Copy every line in the records below that contains the word "balcony".

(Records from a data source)
•••••

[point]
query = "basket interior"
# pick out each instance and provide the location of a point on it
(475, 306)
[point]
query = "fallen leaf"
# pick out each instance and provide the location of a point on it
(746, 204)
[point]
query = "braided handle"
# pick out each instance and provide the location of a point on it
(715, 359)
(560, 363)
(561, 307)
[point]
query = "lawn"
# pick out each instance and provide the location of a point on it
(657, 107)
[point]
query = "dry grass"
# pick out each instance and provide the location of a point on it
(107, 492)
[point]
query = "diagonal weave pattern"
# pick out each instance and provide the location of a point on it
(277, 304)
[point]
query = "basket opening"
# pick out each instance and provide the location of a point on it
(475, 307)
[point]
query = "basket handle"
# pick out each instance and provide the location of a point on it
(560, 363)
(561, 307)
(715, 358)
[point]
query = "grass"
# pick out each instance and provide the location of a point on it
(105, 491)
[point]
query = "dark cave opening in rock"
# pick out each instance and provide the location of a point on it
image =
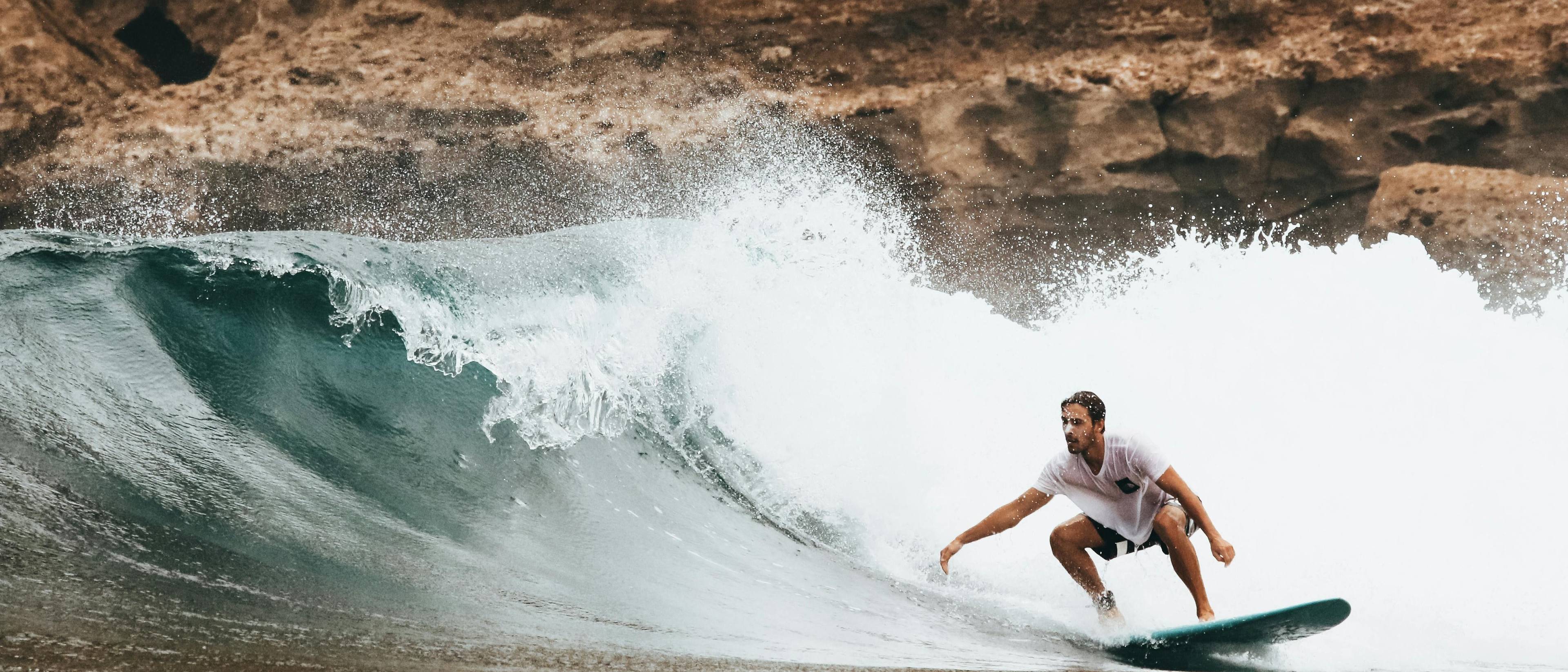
(165, 49)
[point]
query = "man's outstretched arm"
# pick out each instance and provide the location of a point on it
(1170, 481)
(1001, 519)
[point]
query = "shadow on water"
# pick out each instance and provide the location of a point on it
(1189, 659)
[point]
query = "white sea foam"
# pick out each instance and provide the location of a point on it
(1357, 422)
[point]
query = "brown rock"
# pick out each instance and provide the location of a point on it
(1508, 229)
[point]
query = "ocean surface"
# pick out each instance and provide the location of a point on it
(747, 434)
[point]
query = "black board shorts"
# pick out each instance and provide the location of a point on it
(1118, 546)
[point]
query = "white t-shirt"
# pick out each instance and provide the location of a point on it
(1123, 496)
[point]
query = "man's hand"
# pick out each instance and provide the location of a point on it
(949, 550)
(1222, 550)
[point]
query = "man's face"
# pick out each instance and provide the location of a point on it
(1078, 430)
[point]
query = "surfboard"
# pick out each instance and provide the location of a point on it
(1243, 632)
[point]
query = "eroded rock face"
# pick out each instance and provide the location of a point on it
(1506, 229)
(1018, 129)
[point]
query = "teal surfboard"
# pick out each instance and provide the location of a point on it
(1239, 633)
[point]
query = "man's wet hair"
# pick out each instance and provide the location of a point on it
(1090, 402)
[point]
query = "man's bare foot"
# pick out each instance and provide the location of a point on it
(1109, 614)
(1112, 618)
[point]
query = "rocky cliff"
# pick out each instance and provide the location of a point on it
(1028, 134)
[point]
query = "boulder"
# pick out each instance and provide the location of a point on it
(1504, 228)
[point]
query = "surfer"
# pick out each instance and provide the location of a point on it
(1131, 497)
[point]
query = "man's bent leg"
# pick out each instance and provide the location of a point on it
(1170, 525)
(1070, 543)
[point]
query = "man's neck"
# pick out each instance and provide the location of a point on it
(1095, 456)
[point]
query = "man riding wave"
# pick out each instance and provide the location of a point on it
(1131, 497)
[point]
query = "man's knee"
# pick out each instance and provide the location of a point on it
(1170, 524)
(1070, 538)
(1060, 538)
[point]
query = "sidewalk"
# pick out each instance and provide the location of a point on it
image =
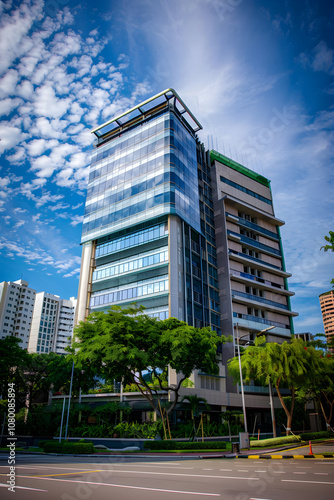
(318, 450)
(296, 452)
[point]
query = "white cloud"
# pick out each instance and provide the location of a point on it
(10, 136)
(8, 83)
(48, 105)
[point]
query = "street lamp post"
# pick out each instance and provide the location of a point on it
(242, 383)
(271, 401)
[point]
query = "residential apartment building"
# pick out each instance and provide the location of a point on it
(184, 231)
(52, 324)
(327, 311)
(44, 322)
(16, 310)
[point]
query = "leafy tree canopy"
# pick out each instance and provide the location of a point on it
(291, 364)
(124, 343)
(12, 357)
(330, 242)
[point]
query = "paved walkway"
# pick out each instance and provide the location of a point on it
(319, 450)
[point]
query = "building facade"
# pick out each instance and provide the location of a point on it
(44, 322)
(52, 324)
(186, 232)
(327, 311)
(16, 309)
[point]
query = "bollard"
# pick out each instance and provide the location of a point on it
(310, 445)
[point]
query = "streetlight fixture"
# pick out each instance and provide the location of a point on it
(241, 379)
(271, 402)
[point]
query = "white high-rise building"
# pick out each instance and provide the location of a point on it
(16, 310)
(52, 324)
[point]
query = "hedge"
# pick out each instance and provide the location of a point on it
(185, 445)
(56, 447)
(274, 441)
(307, 436)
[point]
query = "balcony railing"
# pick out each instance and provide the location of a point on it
(254, 259)
(259, 299)
(257, 319)
(254, 243)
(234, 272)
(255, 227)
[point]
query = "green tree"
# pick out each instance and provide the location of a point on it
(124, 343)
(330, 242)
(13, 357)
(322, 389)
(197, 405)
(329, 246)
(292, 365)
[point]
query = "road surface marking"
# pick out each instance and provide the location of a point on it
(129, 487)
(67, 473)
(187, 475)
(23, 487)
(299, 481)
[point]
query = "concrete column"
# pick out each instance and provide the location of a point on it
(85, 282)
(176, 269)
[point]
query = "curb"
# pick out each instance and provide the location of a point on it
(280, 457)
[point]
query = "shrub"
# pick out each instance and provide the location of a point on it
(75, 448)
(185, 445)
(275, 441)
(307, 436)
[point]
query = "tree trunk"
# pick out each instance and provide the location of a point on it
(287, 412)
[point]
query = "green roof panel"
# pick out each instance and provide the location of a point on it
(214, 155)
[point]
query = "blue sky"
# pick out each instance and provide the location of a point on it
(258, 75)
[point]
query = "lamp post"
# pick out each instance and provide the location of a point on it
(271, 402)
(69, 402)
(241, 379)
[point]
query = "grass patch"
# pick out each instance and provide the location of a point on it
(263, 443)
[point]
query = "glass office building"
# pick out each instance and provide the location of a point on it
(144, 234)
(183, 231)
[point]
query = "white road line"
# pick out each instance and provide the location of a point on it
(22, 487)
(130, 487)
(188, 475)
(299, 481)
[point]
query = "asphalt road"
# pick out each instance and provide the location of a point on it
(42, 478)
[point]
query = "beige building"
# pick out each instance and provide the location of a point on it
(16, 309)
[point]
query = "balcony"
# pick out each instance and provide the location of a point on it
(255, 324)
(255, 227)
(260, 264)
(262, 283)
(261, 300)
(253, 243)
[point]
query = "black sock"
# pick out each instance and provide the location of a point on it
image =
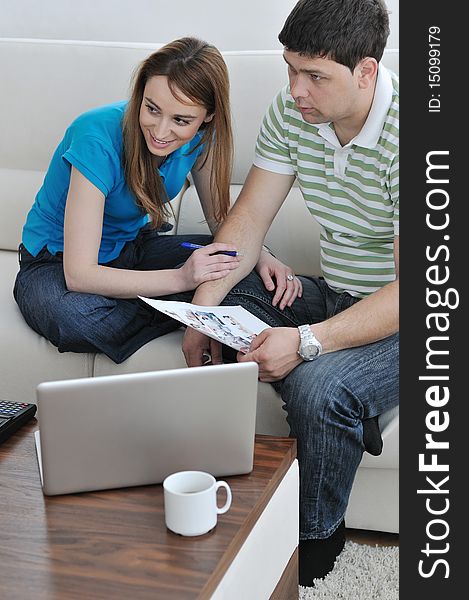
(317, 557)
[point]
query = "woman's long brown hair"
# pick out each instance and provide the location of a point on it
(196, 70)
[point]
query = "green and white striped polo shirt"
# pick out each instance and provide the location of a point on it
(352, 191)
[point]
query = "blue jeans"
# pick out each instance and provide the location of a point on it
(81, 322)
(326, 400)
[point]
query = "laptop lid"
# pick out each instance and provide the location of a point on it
(135, 429)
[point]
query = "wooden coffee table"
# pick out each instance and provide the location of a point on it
(114, 544)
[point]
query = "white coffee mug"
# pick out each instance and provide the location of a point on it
(190, 502)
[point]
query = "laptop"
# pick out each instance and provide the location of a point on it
(135, 429)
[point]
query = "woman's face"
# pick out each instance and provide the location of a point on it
(166, 122)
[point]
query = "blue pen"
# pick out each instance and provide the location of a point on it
(196, 246)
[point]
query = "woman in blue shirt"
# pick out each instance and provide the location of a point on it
(92, 240)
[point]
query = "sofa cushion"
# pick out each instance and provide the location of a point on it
(292, 223)
(27, 359)
(18, 189)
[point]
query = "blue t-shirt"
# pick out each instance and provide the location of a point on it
(93, 145)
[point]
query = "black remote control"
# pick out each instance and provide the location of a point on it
(13, 415)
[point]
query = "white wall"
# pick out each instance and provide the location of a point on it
(229, 25)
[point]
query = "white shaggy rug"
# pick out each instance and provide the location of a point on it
(360, 573)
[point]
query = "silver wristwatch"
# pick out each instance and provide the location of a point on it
(310, 347)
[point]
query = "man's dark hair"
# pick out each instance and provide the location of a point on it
(345, 31)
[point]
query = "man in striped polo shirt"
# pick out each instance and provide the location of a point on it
(333, 351)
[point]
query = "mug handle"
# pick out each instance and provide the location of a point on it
(227, 504)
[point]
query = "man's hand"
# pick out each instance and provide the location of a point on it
(275, 276)
(275, 351)
(196, 347)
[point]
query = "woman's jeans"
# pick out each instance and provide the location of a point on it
(326, 400)
(82, 322)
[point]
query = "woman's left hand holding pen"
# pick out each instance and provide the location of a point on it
(207, 264)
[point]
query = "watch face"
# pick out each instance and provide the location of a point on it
(309, 347)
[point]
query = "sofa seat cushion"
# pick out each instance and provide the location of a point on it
(30, 358)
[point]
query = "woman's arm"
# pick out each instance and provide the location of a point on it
(82, 237)
(272, 271)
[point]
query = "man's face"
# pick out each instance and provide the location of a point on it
(324, 90)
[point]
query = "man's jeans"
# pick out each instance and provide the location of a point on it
(327, 400)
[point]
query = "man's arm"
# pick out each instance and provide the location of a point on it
(372, 319)
(245, 228)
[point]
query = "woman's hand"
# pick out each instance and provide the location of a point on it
(279, 277)
(199, 349)
(205, 264)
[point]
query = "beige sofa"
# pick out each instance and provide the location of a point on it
(45, 84)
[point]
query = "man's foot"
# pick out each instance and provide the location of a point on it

•••••

* [WRITTEN ANSWER]:
query = "balcony railing"
query = "balcony"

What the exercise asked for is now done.